■ Exercise:
Give back the data below exactly, with every line kept the same.

■ Records for this task:

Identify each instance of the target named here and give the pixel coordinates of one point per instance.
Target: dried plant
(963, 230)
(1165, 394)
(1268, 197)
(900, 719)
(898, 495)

■ Your response:
Identify each instance of the target named here and give the pixel coordinates of one point per instance.
Target: dried plant
(963, 230)
(1165, 394)
(1268, 197)
(900, 719)
(898, 495)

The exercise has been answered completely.